• _WORK REQUIRED_:
Starting with the line that contains "the bridge pier" and going on through the end of the records below, write out every line again, requests included. Multiply each coordinate in the answers by 2.6 and round it to a whole number, with halves rounding up, while leaving any numbers in the requests and their format samples unchanged.

[Stored items]
--- START ---

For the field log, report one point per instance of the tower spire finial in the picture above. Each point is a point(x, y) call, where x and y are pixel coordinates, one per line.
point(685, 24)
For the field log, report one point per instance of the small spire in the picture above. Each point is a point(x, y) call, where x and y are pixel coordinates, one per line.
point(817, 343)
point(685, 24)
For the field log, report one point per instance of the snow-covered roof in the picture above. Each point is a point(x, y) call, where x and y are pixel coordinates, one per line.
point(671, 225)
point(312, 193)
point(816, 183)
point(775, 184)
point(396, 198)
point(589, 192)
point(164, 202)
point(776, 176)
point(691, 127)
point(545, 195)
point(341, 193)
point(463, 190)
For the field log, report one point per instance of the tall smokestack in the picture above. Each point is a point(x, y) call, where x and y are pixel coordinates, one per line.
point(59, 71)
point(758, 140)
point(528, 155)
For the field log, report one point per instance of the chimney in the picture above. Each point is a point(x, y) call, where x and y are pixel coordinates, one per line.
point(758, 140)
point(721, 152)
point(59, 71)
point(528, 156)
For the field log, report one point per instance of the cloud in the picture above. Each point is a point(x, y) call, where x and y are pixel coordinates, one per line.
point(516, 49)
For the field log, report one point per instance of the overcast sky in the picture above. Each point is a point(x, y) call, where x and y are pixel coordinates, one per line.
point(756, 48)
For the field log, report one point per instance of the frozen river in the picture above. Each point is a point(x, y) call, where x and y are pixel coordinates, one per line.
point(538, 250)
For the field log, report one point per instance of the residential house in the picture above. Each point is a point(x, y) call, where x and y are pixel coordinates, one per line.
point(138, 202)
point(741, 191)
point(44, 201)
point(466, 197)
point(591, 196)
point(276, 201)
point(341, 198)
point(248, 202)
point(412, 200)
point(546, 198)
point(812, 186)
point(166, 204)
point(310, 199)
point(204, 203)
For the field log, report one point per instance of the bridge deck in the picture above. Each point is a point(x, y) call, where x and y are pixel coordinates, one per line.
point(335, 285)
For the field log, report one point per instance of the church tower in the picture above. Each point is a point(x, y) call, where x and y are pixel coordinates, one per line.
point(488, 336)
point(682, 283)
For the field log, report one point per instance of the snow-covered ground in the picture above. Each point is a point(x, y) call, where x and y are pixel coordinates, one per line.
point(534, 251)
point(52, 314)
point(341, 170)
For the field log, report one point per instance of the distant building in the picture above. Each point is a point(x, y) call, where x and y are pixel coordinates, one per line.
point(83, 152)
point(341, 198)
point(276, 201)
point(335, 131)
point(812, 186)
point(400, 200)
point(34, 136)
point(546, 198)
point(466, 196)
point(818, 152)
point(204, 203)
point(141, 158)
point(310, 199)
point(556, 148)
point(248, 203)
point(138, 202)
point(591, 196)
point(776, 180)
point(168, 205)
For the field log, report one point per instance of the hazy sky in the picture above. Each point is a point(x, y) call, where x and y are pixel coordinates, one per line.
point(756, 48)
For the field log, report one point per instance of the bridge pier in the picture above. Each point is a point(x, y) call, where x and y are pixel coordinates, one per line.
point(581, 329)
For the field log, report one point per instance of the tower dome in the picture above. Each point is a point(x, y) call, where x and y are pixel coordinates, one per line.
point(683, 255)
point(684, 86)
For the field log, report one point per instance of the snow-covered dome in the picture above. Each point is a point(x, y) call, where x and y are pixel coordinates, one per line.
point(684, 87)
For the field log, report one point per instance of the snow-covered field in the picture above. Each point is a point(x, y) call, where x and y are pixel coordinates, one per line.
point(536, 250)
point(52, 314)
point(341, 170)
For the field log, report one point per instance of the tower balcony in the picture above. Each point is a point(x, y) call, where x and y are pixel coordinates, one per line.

--- END ---

• _SOLUTION TO THE EXERCISE_:
For the field log, report one point per instance of the bridge pier in the picture above. Each point is a point(x, y) call, where x and y are pixel coordinates, one per line.
point(1511, 855)
For the field log, report one point per instance of the tower dome in the picture above. Each point is a point(x, y) call, where x and y are pixel coordinates, one per line.
point(1776, 663)
point(1778, 224)
For the field log, report one point per instance of the snow-covered dome in the picture above. Each point is a point(x, y) call, where x and y are pixel coordinates, one per line.
point(1778, 226)
For the field log, report one point per instance of the snow-covered field in the picture above. Each point is a point(x, y) call, where x and y are pixel coordinates, one per line.
point(1394, 650)
point(135, 816)
point(887, 442)
For the field log, report one point per instance of the tower balcony in the picture above. Each point is a point(x, y) call, where x and y are pixel coordinates, one per line.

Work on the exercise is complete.